Earlier this year, several environmental groups sued the State of California for approving the agricultural use of methyl iodide, a harmful pesticide. Methyl iodide is known to cause miscarriages, thyroid dysfunction, and cancer, and it’s applied to crops like strawberries and peppers. Public outcry has been growing: just this week, farmworkers and environmentalists stood on the steps of the state capitol demanding Governor Jerry Brown make good on his promise to reconsider the substance’s approval. While farmworkers are worried about their health, scientists should be concerned too: new documents released by court-order due to the lawsuit show the state cherry-picking data to back up weakened restrictions for the chemical.
The state’s Department of Pesticide Regulation (DPR) is at the center of this mess: the department has been without a head since the previous one resigned in spring. DPR management chose to cherry-pick data (some of it from the department’s own scientific reports) to support smaller buffer zones and higher concentrations of methyl iodide. The problem: the data was from different scenarios using different variables. In a memo with the subject line “Potential Misinterpretation of Methyl Iodide Risk Assessment,” a DPR supervising toxicologist wrote: “It is not scientifically credible to select a value or assumption from one and combine it with a value or assumption from another.” The DPR toxicologist said the data were “not interchangeable” and called management’s approach “mix and match.”

**Information shown**

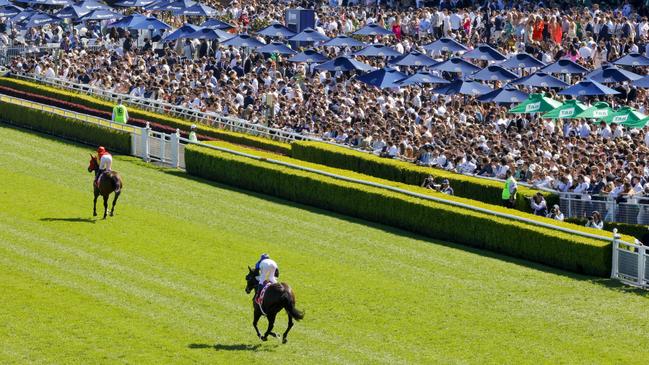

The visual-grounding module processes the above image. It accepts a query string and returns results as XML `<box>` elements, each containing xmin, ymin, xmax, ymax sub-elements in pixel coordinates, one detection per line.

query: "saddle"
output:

**Work request A**
Summarize the passage on methyl iodide in two sentences.
**Work request B**
Carry on the passage on methyl iodide from its final sentence.

**Response area A**
Environmental groups sued California for approving methyl iodide, a pesticide known to cause miscarriages, thyroid dysfunction, and cancer, and documents released by court order because of the lawsuit show the state cherry-picking data to back up weakened restrictions. A supervising toxicologist at the Department of Pesticide Regulation wrote in a memo that mixing values from different scenarios is not scientifically credible and called management's approach "mix and match."

**Response area B**
DPR management’s mixing and matching was used to show that fields sprayed with methyl iodide would require smaller buffer zones. The highest level of protection scientists investigated would have required buffer zones of several hundred feet to several miles around affected fields. DPR acknowledged in the new documents that this level of protection “was recommended by scientists” but still chose to reduce the buffer zones, saying that such requirements would be “excessive” and cause hardship on methyl iodide manufacturer Arysta “due to its economic viability.” “Homes and schools are literally 25 feet away from these fields,” said Paul Towers. Towers is a spokesperson for Pesticide Action Network, one of the parties to the lawsuit against the state. “This puts rural communities at risk.”
In addition to reducing buffer zones, California’s DPR chose to outright ignore warnings from its own scientists regarding methyl iodide’s effects on pregnant women, children, and infants. This risk assessment report notes several times that the department had not tested methyl iodide for neurological damage to fetuses. DPR scientists recommended that “an additional ‘safety factor’ of 10 is needed to take the post-natal neurotoxic effects into consideration, since the rabbit studies delivered some live pups at the end of gestation but no neurotoxicity studies were conducted.” In the end, DPR scientists recommended that California set its limit for methyl iodide at 2 parts-per-million in order to reduce chances of miscarriage. This level was published in a peer-reviewed scientific journal without incident. However, the EPA and Arysta chose to allow 10 parts-per-million, citing the rabbit studies. These rabbit studies, importantly, measured miscarriages as a percentage of fetal death per litter. Rabbits have up to 15 offspring in each litter, while humans usually only gestate one fetus at a time.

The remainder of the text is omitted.